• TEXT SHOWN:
══════════════════════════════

The intuition behind transfer learning is that if datasets in two problems contain similar data points, their feature representations are also similar and thus the weights obtained from one training can be used in solving subsequent similar problems rather than using random weights and model training from scratch. The pre-trained models can be fitted quicker on the second task as they already contain training weights from the first task. We already showed the use of pre-trained models (via HuggingFace) for solving NLP problems. Now let's see how we can apply transfer learning in cases where examples are scarce or no labelled data is available at all.

What is N-shot learning?

The availability of large datasets, including ImageNet with more than 1000 classes, access to GPUs and cloud computing, and advances in deep learning have allowed the development of highly accurate models to solve problems across many domains. These models as described previously can be re-used via transfer learning to solve problems with similar data.

The main requirement for transfer learning is availability and access to large scale data for training. This is not always possible, and some real-world problems suffer from data scarcity. For example, there are around 369,000 vascular plant species that are known flowering plants. One of these is Corpse Lily which is the largest known flower. This is a rare plant and therefore in a given computer vision classification task, there will be far fewer images of this plant compared to more common flowering plants.

Variants of the transfer learning approach have been designed to address this key issue around data availability, alongside other challenges like training time and high infrastructure costs. Some of these variants are aiming implement learning with a handful of examples, in an attempt to mimic the human process. N-shot learning (NSL) aims to build models using the training set \(D_{train}\) that consists of input \(x_i\)’s together with their output \(y_i\)’s [1-3]. This approach has been utilised to solve a variety of problems including object recognition [1], image classification [4] and sentiment classification [5]. In classification tasks, the algorithm learns a classifier \(h\) to predict label \(y_i\) for the corresponding \(x_i\). Usually, one considers the N -way-K-shot classification , in which \(D_train\) contains \(I = KN\) examples from \(N\) classes each with \(K\) examples. Few-shot regression estimates a regression function \(h\) given only a few input-output example pairs sampled from that function, where output \(y_i\) is the observed value of the dependent variable \(y\), and \(x_i\) is the input which records the observed value of the independent variable \(x\). Moreover, NSL has been utilised with reinforcement learning with only limited trajectories of state-action pairs to identify an optimal policy [6, 7].

══════════════════════════════

• RECORDED DATA:
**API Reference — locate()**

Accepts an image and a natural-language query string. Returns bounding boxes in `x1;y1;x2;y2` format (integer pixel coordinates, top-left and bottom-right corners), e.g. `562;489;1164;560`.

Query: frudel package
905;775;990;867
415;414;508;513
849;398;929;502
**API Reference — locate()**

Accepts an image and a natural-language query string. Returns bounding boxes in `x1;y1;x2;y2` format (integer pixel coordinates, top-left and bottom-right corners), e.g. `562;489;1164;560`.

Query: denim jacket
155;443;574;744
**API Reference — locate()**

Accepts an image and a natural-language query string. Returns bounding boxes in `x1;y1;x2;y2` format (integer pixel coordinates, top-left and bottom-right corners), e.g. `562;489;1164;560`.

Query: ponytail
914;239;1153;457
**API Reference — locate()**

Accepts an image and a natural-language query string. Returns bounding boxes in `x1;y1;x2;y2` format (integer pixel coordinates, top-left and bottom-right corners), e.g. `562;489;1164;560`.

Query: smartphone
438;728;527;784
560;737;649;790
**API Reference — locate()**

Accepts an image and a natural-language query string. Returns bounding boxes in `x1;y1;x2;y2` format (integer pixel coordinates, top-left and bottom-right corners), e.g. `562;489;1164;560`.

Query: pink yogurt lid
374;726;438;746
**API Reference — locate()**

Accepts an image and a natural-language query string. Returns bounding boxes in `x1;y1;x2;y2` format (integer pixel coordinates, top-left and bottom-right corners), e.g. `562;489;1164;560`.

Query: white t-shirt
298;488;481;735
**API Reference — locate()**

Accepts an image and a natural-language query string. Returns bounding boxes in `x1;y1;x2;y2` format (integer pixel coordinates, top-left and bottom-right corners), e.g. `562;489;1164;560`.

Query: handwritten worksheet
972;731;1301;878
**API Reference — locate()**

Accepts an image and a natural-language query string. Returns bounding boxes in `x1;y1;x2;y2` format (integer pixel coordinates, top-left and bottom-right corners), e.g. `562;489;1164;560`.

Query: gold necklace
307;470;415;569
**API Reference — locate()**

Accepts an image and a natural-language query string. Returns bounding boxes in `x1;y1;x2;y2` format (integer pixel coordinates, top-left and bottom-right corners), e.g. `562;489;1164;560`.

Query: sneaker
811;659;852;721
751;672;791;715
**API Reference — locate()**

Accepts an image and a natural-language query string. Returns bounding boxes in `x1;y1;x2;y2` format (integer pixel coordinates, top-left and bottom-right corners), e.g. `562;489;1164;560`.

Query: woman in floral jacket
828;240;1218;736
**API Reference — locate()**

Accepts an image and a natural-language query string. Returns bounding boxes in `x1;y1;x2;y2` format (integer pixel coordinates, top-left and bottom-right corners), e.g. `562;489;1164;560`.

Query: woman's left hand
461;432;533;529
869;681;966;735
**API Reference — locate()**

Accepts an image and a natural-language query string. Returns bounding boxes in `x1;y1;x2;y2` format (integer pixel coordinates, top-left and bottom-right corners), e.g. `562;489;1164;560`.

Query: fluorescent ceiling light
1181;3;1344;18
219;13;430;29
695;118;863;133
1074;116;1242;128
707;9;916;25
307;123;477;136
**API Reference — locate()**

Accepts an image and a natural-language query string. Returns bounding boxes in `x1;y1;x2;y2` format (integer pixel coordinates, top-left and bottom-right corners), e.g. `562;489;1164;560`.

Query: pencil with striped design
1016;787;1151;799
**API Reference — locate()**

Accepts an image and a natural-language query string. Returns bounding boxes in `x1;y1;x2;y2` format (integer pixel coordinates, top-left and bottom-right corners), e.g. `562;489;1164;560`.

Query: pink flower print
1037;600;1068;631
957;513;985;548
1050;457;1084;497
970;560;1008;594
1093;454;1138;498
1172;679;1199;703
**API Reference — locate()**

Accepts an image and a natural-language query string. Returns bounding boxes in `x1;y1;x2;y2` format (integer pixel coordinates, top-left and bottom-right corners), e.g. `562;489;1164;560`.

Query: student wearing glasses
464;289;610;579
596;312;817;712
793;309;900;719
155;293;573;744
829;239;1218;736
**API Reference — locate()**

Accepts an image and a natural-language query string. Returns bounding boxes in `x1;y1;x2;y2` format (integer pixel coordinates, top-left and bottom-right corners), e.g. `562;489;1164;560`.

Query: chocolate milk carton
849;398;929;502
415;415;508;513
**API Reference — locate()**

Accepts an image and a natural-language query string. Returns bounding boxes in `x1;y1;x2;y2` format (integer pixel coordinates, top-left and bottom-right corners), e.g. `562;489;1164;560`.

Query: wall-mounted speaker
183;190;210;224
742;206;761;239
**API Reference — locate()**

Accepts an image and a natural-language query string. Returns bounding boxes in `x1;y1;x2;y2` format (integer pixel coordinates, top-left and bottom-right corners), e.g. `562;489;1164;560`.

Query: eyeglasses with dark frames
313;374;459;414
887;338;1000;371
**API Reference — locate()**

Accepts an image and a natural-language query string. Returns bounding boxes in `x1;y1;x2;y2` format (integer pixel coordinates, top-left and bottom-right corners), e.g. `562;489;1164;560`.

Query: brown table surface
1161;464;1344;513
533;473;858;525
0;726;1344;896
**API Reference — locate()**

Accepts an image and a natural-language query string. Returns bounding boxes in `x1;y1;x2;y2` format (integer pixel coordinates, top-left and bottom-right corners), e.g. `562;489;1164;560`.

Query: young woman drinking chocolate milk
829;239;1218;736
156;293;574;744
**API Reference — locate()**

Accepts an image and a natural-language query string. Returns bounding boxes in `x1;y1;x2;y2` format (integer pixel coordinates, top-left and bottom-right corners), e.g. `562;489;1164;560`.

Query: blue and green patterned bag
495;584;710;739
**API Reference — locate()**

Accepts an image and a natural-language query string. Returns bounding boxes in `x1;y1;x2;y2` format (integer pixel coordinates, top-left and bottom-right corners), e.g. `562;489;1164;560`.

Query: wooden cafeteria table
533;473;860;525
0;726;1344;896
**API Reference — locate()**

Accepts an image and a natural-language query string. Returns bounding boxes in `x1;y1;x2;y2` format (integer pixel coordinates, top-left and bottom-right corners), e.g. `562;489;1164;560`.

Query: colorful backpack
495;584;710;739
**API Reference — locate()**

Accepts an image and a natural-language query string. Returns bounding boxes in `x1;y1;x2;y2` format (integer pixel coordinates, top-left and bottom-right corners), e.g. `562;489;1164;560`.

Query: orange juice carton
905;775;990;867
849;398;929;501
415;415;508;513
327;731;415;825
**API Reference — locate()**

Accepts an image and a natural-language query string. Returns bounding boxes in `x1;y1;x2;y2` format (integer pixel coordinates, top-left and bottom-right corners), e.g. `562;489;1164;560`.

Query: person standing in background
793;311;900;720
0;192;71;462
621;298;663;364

══════════════════════════════

• LIST OF TASKS:
A: Answer these from the N-shot learning text, one line each:
(i) Through what library were pre-trained models used earlier for solving NLP problems?
(ii) About how many vascular plant species are known flowering plants?
(iii) Which plant is named as the largest known flower?
B: Substitute "pretrained models" for "pre-trained models" and write out the N-shot learning text from "The intuition behind" to "is N-shot learning?".

• SET OF ANSWERS:
A:
(i) HuggingFace
(ii) Around 369,000
(iii) Corpse Lily

B:
The intuition behind transfer learning is that if datasets in two problems contain similar data points, their feature representations are also similar and thus the weights obtained from one training can be used in solving subsequent similar problems rather than using random weights and model training from scratch. The pretrained models can be fitted quicker on the second task as they already contain training weights from the first task. We already showed the use of pretrained models (via HuggingFace) for solving NLP problems. Now let's see how we can apply transfer learning in cases where examples are scarce or no labelled data is available at all.

What is N-shot learning?